Fortunately, Democrats who embrace pragmatic politics are already winning. Governors like Josh Shapiro, Gretchen Whitmer, and Jared Polis get it. Senator John Fetterman gets it. To rebuild a broad coalition, we need to follow their lead.
How will Democrats measure progress? Pick a handful of counties as benchmarks. I nominate Starr County, Texas. Starr is a historically Democratic stronghold along the Texas-Mexico border. In 2016, Hillary Clinton beat Trump almost as badly in Starr County, Texas as she beat him in Brooklyn, New York — 79% to 19%. By 2020, things were changing. Joe Biden won Starr County by just 5 points, down from Obama’s 86-13 landslide in 2012.
Starr County had not voted for a Republican president in over a century, but Trump carried the county in 2024 by 58% to 42%. This was a seismic realignment and part of a broader Republican surge along the U.S.-Mexico border. Most of South Texas turned red as Latino and working-class voters went MAGA. Democrats used to ask how a policy “would play in Peoria,” the small town in Illinois that reflected median voter sentiment. Now we should ask how our plans will “sit in Starr.”
Musical coda:
Dire Straits Alchemy tour at London Hammersmith in 1983. The legendary Knofpler brothers on guitar and Terry Williams unhinged on drums. One of the finest live performances in rock history.
In 2020, Biden began to lose this skill and much else. It cost him his presidency.
At the NY Times, David Leonhardt does an excellent job explaining how Denmark reacted more quickly to restrict immigration and suffered far less right-wing backlash as a result. I have no quarrel with his political analysis, but he overstates the economic impact of immigration on unskilled wages. Unskilled immigrants do not compete with native born Americans for jobs in slaughterhouses, vegetable fields, or canneries — even if we raise wages and improve safety — as we emphatically should.
An Individual Taxpayer Identification Number (ITIN) is a 9-digit number that the IRS issues to people filing a tax return who are not U.S. citizens. The IRS has frequently pledged not to use ITINs to support immigration enforcement. Trump is ignoring these promises.
Agree very much with “try doing something.” Marty, I’m pretty surprised you left out of the economics section: raising the federal minimum wage and stabilizing/expanding social security by raising taxable income caps. Both popular among a majority of Americans.
Also on housing, seems you’re somewhat conflating NIMBY sentiment among moderate democrats in blue districts with progressivism. Although there have been environmentalists who’ve been quite NIMBY and supported policies making it harder to build new housing, I don’t think they fall under the “progressive” umbrella. Their goals have largely been to maintain existing housing values and exclude people of color.
One of the forces making it so difficult for elected Dems to prioritize doing anything is that they’re beholden to corporate donors, otherwise we’d might shoveling cash to defense contractors at a slower rate, paying lower fees on credit card debt, Medicare would be negotiating with big pharma on all drug prices and we’d have far better Medicare and Exhange options for everyone (or even, god forbid, a public option.) Those too are widely popular and would also support narrowing budget deficits, which would appeal across the board as well.
The failure of Dems is not catering too much to progressives but rather not being willing to give up the corporate cash that then binds them to a course of inaction.
I enjoy ready Marty's articles because while he misses the mark on many things, he's very intelligent and hits the mark on most. The points about Bill Clinton were spot on. Stated another way, people are willing to overlook personal flaws in their leadership if the leader is effective. Trump is loud and egotistical, but VERY effective. Every personal insult thrown at him by the left is another vote for him. If the Democrats wish to join governing, they need to stop the insults and join the discussion. In the words of Stephen Colbert- Try doing something.

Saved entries

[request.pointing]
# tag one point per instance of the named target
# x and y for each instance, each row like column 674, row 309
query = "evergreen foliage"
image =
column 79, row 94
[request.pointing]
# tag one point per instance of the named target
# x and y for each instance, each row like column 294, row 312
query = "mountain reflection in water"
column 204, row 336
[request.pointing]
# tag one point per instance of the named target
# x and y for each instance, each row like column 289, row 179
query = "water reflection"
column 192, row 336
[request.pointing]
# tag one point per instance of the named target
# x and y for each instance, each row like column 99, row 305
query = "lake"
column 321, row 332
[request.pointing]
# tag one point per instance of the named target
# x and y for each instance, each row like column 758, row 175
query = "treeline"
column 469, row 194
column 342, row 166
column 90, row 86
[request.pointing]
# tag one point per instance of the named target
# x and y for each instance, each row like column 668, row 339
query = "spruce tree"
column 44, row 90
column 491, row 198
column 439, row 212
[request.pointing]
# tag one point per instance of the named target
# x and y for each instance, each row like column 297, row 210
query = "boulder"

◆ TASKS FOR THIS EXERCISE
A. In the piece on Democratic politics, edit the stretch from "Fortunately, Democrats who" through "follow their lead." so that "coalition" becomes "alliance".
B. Which Democrats does the piece on Democratic politics name as already winning by embracing pragmatic politics?
C. According to the piece on Democratic politics, by what margin did Trump carry Starr County in 2024?

◆ ANSWERS PER TASK
A.
Fortunately, Democrats who embrace pragmatic politics are already winning. Governors like Josh Shapiro, Gretchen Whitmer, and Jared Polis get it. Senator John Fetterman gets it. To rebuild a broad alliance, we need to follow their lead.

B. Josh Shapiro, Gretchen Whitmer, Jared Polis, John Fetterman

C. 58% to 42%